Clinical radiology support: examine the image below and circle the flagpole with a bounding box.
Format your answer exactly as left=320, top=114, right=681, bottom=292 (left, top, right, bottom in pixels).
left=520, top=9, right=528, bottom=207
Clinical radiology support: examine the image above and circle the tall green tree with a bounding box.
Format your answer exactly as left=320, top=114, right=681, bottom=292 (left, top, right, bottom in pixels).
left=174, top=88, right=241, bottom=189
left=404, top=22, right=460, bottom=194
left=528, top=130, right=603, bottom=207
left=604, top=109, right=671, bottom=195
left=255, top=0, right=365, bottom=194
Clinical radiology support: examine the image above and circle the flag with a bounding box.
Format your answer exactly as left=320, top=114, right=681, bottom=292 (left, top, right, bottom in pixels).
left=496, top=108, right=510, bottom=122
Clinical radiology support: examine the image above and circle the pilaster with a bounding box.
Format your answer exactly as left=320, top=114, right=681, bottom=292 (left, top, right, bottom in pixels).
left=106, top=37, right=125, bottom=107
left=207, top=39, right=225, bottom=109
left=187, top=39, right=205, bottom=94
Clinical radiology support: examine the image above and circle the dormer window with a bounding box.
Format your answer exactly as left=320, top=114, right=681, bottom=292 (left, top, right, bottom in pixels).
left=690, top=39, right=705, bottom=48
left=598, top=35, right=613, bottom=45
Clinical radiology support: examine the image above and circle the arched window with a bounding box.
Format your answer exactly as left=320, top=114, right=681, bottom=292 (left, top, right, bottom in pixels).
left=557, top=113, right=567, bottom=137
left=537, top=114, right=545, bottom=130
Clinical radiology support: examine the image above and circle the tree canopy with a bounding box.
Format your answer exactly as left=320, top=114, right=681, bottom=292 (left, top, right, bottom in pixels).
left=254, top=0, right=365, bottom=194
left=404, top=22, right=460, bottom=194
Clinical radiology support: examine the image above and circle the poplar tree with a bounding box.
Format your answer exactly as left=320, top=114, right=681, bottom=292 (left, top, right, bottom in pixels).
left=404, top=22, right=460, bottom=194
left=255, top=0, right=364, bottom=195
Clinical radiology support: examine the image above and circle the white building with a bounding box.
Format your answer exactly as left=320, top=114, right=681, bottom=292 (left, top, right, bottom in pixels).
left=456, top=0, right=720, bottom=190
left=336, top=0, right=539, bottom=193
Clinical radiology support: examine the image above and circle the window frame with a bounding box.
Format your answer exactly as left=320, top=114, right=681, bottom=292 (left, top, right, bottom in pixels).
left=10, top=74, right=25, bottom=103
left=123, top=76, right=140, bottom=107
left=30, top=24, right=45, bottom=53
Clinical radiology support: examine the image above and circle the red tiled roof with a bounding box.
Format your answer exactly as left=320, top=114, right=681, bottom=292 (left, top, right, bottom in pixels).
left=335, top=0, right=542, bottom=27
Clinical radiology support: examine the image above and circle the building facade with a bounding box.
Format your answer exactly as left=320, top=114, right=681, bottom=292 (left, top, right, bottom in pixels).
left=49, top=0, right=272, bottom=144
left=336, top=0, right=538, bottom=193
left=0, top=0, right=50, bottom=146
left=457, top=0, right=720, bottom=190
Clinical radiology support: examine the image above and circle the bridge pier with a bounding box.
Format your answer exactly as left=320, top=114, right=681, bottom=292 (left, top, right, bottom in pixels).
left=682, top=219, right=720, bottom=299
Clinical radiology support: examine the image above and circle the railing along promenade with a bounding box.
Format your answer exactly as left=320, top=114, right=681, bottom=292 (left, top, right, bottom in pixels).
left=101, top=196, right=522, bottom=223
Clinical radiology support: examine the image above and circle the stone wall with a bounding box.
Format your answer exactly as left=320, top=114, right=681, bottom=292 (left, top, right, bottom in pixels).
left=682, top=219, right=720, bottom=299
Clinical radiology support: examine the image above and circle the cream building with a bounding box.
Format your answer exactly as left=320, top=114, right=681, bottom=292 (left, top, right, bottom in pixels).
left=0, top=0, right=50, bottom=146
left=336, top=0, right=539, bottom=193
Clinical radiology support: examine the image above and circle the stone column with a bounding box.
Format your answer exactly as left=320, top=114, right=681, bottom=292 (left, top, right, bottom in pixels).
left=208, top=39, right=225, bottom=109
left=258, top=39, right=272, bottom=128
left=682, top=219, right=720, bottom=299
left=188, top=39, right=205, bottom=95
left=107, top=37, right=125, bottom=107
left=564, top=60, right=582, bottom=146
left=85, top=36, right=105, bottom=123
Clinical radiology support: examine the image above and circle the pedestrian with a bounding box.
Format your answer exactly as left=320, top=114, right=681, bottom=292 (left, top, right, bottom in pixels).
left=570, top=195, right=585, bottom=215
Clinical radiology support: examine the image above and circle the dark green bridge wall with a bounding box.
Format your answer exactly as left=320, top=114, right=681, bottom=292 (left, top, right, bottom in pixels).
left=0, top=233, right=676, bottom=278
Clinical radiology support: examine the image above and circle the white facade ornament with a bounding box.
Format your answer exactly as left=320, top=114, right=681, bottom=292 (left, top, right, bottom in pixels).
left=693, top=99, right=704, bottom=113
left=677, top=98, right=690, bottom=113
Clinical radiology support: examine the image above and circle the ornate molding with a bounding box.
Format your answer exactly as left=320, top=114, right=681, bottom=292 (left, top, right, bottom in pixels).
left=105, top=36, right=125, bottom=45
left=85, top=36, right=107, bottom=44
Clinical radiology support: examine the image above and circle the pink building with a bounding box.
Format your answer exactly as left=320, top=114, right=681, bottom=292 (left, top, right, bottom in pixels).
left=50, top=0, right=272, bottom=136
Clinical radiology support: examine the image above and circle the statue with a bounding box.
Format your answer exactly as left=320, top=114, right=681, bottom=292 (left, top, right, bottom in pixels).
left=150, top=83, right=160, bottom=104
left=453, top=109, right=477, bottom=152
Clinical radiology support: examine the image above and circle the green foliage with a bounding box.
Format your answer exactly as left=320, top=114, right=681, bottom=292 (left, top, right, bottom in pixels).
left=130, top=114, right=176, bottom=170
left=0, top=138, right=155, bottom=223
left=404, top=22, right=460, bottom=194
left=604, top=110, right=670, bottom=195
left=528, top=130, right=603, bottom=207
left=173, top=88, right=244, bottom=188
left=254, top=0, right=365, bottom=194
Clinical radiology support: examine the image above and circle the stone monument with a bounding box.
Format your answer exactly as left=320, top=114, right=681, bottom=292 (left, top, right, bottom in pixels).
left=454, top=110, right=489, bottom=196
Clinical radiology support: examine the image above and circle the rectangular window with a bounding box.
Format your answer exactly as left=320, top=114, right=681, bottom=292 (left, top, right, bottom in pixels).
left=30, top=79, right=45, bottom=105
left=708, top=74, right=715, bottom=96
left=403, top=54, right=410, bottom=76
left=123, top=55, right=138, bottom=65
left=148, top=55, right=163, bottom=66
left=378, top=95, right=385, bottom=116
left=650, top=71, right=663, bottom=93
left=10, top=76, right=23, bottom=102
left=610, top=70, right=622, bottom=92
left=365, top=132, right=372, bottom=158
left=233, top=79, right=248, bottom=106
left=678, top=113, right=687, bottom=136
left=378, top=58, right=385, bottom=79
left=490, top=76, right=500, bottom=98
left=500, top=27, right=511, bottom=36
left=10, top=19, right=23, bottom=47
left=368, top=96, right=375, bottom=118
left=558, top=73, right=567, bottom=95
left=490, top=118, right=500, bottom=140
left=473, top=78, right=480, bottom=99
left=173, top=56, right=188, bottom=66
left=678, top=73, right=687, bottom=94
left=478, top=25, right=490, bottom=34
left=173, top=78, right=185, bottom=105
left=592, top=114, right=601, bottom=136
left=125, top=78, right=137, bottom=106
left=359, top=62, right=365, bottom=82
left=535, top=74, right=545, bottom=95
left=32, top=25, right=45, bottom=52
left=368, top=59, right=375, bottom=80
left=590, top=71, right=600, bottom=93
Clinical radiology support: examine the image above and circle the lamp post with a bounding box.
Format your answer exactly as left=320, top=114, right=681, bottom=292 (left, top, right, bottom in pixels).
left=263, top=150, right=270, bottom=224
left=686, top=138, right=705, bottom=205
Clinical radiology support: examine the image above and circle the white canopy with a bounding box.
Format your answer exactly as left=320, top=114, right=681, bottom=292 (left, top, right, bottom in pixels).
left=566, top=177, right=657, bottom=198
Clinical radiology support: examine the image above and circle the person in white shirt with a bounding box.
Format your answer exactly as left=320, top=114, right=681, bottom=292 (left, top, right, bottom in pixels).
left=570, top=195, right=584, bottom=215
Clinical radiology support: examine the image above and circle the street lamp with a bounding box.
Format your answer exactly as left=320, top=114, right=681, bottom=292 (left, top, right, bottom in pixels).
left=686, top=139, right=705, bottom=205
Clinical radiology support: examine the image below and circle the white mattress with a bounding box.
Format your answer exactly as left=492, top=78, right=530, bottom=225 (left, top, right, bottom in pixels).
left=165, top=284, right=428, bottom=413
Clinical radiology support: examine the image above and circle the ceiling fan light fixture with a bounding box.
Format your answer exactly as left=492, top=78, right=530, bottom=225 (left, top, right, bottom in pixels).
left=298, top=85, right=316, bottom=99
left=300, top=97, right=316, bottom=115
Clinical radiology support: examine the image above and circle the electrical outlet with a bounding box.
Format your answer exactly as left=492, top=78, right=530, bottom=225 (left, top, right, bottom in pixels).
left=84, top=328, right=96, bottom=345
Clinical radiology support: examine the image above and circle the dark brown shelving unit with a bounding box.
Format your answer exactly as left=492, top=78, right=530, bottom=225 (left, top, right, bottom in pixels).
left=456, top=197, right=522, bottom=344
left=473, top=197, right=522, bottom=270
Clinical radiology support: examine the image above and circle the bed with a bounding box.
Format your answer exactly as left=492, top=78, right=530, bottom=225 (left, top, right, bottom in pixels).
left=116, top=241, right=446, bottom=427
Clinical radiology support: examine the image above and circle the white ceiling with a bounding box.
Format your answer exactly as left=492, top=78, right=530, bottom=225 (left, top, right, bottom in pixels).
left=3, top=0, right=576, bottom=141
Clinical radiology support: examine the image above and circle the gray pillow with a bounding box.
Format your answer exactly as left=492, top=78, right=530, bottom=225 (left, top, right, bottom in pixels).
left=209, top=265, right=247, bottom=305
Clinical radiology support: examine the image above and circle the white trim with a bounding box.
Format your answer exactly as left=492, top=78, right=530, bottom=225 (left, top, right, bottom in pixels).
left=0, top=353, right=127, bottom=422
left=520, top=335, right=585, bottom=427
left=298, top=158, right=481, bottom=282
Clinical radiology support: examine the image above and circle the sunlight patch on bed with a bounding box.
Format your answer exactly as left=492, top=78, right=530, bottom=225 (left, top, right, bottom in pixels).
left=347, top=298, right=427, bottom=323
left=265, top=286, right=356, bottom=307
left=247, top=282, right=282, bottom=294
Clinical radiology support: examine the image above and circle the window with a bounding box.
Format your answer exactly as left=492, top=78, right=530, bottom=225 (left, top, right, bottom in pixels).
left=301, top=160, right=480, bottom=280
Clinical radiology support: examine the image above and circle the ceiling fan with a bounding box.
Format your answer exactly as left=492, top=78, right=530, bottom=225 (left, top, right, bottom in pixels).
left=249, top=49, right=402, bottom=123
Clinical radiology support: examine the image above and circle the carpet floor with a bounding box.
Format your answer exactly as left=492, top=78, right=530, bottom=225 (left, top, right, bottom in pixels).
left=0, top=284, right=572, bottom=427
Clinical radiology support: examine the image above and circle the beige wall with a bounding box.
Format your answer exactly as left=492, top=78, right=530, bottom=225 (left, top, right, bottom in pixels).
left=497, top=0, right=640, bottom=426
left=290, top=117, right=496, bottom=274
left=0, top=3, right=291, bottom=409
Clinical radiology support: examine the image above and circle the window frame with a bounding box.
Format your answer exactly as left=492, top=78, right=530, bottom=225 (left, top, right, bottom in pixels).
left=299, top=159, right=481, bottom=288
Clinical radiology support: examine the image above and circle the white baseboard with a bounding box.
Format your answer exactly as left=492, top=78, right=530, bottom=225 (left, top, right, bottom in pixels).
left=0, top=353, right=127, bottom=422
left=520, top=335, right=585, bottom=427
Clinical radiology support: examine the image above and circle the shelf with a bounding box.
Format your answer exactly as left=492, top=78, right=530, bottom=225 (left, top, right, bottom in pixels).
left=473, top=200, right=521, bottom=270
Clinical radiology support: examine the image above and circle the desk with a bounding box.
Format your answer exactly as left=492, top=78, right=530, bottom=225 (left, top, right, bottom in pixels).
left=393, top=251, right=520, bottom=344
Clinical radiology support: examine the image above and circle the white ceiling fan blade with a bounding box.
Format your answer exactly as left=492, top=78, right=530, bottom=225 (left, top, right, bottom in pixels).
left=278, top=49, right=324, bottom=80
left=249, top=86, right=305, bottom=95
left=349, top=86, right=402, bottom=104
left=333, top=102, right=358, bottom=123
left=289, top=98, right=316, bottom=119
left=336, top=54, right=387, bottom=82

Description of the task:
Recast the entries from the line containing "molding with a bounding box." through the line containing "left=453, top=109, right=477, bottom=152", both included, as a Markdown table with the columns Row and Line. Number each row, skip blank lines, and include no other lines.

Correct result:
| Row | Line |
|---|---|
| 1 | Clinical radiology support: examine the image above and circle the ornate molding with a bounding box. |
| 2 | Format your answer exactly as left=320, top=114, right=681, bottom=292 (left, top, right, bottom in pixels). |
| 3 | left=105, top=36, right=125, bottom=45 |
| 4 | left=85, top=36, right=107, bottom=44 |
| 5 | Clinical radiology support: examine the image above and circle the pink building with a bounding box. |
| 6 | Format your answer exactly as left=320, top=114, right=681, bottom=292 (left, top, right, bottom in pixels). |
| 7 | left=50, top=0, right=272, bottom=136 |
| 8 | Clinical radiology support: examine the image above and circle the statue with a bounding box. |
| 9 | Format your answer exactly as left=320, top=114, right=681, bottom=292 (left, top, right, bottom in pixels). |
| 10 | left=150, top=83, right=160, bottom=104 |
| 11 | left=453, top=109, right=477, bottom=152 |